Aufgabe im Detail
Schreibe aus dem Artikel zur deutschen Konjunktur alles von "Ungewöhnlich für die" bis hinunter zu "weniger zu als 2014." wortgetreu ab.

Auszug aus Artikel
>>

Konjunktur:Deutsche Wirtschaft trotzt den Krisen

Trotz Terror und Chinas Schwäche ist die Konjunktur robust - dank der Beschäftigung und dem Ölpreis.

Von A. Hagelüken

Die deutsche Wirtschaft ist ungeachtet aller Krisen weltweit auch 2015 deutlich gewachsen. Das Bruttoinlandsprodukt erhöhte sich nach Angaben des Statistischen Bundesamtes um 1,7 Prozent, so stark wie seit vier Jahren nicht mehr. Kalenderbereinigt fällt der Wert etwas niedriger aus, liegt aber - das zweite Jahr in Folge - immer noch über dem Schnitt des vergangenen Jahrzehnts. Als besonders positiv werten Ökonomen, dass die Volkswirtschaft auch im vierten Quartal den internationalen Bedrohungen trotzte. Der Zuwachs war hier mit etwa einem Viertel Prozent aber geringer als im übrigen Jahr.

Ungewöhnlich für die Bundesrepublik waren die Ursachen des Wachstums. "Die Konjunktur lebt nicht wie sonst oft üblich von den Exporten", sagt Roland Döhrn, Konjunkturchef des Wirtschaftsforschungsinstituts RWI. Das Ende des Booms in Schwellenländern wie China dämpft die Nachfrage nach deutscher Ware. Zwar erhöhten sich die Ausfuhren deutlich, doch die Importe noch mehr. Damit trug der Außenhandel nur 0,2 Prozent zum Wachstum von 1,7 Prozent bei. Die Investitionen nahmen weniger zu als 2014.

Antreiber war dagegen der private Konsum, der davon profitierte, dass seit der Wiedervereinigung noch nie so viele Deutsche eine Stelle hatten. Mehr Kaufkraft bescherten auch Sondereffekte, die wieder verschwinden werden: "Der starke Rückgang des Ölpreises hat den Konsum befeuert", sagt der Forscher Döhrn, "man muss lange zurückgehen, um so etwas zu sehen." Die Inflation reduzierte sich von 0,9 Prozent 2014 auf 0,3 Prozent. Noch stärker als der private Konsum erhöhten sich die Staatsausgaben, etwa durch die Ausgaben für Flüchtlinge. Der Staat nahm aber auch sehr viel Geld ein: Mit 16,4 Milliarden Euro erzielten Bund, Länder, Kommunen und Sozialversicherungen den zweithöchsten Überschuss seit der Wiedervereinigung.

<<

[Zeilen des Datensatzes]
>>

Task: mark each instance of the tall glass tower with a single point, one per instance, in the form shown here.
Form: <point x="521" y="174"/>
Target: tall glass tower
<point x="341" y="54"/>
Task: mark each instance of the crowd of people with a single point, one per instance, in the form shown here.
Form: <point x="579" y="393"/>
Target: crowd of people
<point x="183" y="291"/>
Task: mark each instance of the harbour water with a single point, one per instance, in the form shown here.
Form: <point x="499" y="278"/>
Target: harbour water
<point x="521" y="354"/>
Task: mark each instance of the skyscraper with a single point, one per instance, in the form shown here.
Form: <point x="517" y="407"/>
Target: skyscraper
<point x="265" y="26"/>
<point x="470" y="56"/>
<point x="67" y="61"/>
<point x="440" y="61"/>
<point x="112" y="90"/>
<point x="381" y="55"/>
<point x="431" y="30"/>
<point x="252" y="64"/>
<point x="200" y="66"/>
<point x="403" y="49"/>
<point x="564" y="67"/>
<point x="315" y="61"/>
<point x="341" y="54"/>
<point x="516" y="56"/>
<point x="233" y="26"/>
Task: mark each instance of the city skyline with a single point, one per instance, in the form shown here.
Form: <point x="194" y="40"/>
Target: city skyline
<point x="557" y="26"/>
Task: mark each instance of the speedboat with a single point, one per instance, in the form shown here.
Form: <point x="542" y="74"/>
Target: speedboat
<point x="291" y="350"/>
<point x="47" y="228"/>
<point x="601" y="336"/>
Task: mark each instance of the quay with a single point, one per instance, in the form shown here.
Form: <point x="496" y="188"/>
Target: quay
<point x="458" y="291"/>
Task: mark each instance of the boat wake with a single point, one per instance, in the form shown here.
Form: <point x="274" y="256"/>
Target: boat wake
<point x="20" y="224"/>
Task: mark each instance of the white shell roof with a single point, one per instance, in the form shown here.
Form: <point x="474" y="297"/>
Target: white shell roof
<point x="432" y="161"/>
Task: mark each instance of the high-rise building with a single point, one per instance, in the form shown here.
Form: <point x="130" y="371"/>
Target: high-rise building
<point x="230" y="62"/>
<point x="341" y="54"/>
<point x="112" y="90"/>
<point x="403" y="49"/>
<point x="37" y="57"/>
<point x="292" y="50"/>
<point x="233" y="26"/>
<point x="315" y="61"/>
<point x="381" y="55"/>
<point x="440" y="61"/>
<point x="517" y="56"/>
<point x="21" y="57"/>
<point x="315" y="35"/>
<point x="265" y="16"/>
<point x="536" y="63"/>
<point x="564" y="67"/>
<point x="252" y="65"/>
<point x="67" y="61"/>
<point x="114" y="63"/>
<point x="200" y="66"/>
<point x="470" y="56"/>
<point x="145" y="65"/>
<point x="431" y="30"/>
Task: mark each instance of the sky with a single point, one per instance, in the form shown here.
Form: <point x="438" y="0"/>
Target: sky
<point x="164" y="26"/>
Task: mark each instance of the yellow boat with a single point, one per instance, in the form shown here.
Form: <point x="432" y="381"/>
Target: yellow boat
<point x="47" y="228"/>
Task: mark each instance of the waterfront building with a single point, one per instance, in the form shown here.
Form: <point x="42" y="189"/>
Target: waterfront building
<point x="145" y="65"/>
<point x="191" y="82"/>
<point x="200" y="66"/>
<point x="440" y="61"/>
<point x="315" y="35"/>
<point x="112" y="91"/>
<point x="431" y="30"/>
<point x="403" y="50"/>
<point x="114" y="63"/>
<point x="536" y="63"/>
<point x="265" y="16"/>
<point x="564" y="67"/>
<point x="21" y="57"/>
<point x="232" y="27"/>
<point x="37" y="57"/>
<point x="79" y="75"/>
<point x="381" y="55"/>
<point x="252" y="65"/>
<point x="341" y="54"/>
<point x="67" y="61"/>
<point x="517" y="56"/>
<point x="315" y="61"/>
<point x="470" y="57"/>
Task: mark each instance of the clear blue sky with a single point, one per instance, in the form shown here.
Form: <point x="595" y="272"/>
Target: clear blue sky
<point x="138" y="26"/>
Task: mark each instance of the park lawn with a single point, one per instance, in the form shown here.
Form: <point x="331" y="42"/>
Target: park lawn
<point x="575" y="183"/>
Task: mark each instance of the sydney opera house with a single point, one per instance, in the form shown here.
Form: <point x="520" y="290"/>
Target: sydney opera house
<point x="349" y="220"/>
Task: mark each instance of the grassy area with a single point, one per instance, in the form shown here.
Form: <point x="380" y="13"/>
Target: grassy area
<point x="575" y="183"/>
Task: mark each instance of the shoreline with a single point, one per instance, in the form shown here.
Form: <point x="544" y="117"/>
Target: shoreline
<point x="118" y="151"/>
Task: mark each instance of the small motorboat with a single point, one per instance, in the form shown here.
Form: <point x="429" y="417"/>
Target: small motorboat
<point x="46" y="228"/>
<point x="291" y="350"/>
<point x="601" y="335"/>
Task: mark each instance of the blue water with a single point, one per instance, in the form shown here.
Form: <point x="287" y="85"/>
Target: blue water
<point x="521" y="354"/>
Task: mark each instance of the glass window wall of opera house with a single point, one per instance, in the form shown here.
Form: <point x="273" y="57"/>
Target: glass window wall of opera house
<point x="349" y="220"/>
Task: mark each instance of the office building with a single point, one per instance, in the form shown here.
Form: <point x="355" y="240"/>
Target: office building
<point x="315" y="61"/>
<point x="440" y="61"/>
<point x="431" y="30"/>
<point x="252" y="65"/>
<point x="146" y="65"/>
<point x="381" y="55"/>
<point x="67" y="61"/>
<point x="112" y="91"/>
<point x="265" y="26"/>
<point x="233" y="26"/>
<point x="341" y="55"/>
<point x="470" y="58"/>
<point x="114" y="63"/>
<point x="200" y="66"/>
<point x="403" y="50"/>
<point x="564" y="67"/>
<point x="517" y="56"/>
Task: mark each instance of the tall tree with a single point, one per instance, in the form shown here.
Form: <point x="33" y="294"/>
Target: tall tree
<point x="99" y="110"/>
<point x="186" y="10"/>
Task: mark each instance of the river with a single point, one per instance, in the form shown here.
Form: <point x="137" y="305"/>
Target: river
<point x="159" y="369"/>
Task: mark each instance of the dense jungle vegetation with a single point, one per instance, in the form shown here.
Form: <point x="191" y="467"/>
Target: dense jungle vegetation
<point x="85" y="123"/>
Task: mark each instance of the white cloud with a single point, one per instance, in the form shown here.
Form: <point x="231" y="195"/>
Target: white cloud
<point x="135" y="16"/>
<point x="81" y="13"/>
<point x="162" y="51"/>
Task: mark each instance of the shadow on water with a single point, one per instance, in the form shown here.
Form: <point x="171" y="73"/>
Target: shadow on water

<<

Antwort zur Aufgabe
Ungewöhnlich für die Bundesrepublik waren die Ursachen des Wachstums. "Die Konjunktur lebt nicht wie sonst oft üblich von den Exporten", sagt Roland Döhrn, Konjunkturchef des Wirtschaftsforschungsinstituts RWI. Das Ende des Booms in Schwellenländern wie China dämpft die Nachfrage nach deutscher Ware. Zwar erhöhten sich die Ausfuhren deutlich, doch die Importe noch mehr. Damit trug der Außenhandel nur 0,2 Prozent zum Wachstum von 1,7 Prozent bei. Die Investitionen nahmen weniger zu als 2014.